## SET EXERCISE
Count the lines in the material below that contain the string "detect". Reply with the number alone.

## LISTED RECORDS
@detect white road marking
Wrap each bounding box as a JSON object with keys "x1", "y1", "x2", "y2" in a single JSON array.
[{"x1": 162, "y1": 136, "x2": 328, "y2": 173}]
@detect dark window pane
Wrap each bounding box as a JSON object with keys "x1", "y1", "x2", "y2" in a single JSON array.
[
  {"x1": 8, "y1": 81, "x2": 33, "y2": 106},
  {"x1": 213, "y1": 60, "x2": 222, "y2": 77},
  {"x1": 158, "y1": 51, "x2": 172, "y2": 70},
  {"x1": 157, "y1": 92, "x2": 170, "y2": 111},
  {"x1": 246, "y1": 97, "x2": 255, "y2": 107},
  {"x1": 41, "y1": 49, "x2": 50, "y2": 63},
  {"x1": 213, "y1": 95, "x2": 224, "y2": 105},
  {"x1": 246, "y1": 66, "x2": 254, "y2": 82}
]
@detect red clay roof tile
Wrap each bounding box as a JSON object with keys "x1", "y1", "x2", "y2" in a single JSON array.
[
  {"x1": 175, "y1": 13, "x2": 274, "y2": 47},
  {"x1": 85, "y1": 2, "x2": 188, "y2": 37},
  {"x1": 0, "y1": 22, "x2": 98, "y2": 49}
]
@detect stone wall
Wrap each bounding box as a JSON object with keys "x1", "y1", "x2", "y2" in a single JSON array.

## RESULT OF THE EXERCISE
4